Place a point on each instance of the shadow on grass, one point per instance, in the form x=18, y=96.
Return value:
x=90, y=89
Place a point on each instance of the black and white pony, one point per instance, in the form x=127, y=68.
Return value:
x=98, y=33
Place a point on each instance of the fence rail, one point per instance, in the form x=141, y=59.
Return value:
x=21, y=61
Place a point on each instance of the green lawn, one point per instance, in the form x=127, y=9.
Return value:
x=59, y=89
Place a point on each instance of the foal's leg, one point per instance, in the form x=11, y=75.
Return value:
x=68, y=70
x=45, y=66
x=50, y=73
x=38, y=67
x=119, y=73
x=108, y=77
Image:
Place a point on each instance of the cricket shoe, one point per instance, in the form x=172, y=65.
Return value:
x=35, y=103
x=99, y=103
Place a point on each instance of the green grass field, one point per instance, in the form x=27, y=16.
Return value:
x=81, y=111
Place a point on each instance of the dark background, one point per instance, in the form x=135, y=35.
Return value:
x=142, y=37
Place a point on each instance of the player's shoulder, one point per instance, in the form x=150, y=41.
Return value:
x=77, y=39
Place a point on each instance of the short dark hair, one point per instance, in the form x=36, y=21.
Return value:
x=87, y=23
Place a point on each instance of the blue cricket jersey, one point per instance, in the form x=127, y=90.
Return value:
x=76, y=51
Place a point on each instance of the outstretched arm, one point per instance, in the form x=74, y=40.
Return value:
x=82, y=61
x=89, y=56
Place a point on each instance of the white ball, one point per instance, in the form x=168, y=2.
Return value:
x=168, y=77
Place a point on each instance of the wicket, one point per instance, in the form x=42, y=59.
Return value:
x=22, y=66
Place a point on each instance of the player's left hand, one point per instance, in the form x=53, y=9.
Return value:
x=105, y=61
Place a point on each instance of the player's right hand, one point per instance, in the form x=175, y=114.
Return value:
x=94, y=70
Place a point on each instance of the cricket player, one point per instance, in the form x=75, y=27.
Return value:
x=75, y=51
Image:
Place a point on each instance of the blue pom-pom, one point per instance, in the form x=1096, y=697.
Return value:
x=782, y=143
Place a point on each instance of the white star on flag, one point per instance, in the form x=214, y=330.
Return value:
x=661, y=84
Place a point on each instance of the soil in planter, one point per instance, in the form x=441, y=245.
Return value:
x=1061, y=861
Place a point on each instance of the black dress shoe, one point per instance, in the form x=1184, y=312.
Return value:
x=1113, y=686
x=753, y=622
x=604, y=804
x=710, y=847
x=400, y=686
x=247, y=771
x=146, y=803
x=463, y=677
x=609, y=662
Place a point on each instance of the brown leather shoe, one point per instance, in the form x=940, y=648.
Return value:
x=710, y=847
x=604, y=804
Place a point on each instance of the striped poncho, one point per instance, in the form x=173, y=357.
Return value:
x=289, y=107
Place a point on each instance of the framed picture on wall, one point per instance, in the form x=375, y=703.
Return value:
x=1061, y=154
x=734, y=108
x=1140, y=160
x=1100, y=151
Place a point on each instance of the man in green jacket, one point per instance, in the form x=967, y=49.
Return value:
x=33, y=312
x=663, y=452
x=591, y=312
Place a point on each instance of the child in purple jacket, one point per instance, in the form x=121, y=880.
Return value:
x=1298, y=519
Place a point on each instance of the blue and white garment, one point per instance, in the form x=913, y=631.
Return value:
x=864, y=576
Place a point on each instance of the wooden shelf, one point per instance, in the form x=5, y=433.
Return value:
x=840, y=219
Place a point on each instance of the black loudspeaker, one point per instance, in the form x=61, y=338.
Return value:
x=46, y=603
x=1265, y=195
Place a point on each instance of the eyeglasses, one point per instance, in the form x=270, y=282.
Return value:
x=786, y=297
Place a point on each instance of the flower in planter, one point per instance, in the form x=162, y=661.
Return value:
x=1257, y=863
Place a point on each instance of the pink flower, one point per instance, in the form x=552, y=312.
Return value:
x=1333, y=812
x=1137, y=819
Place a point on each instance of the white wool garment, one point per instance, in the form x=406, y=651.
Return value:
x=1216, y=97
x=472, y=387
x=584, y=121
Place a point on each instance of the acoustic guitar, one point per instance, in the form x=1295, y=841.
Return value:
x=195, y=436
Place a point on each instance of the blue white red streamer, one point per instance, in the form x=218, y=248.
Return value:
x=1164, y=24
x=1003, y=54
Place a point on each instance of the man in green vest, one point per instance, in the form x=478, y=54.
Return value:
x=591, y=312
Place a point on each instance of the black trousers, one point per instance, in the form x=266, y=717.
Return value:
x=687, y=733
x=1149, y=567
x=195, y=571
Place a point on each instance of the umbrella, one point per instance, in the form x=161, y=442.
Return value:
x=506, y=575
----------
#### Goal of the exercise:
Copy the part of the listing that opens with the line containing "Place a point on each instance of the white star" and closes with the line containing "x=609, y=662", substituting "formal shoe" for "black dress shoe" and leaving everything else unchanged.

#### Exercise result:
Place a point on each instance of the white star on flag, one point per instance, in the form x=214, y=330.
Return value:
x=661, y=84
Place a point on each instance of the soil in planter, one point per instance, in the form x=441, y=245.
Return value:
x=1061, y=861
Place a point on each instance of the formal shoe, one point per instance, in the form x=1184, y=312.
Return value:
x=1113, y=686
x=753, y=622
x=604, y=804
x=710, y=847
x=400, y=686
x=247, y=771
x=146, y=803
x=463, y=677
x=609, y=662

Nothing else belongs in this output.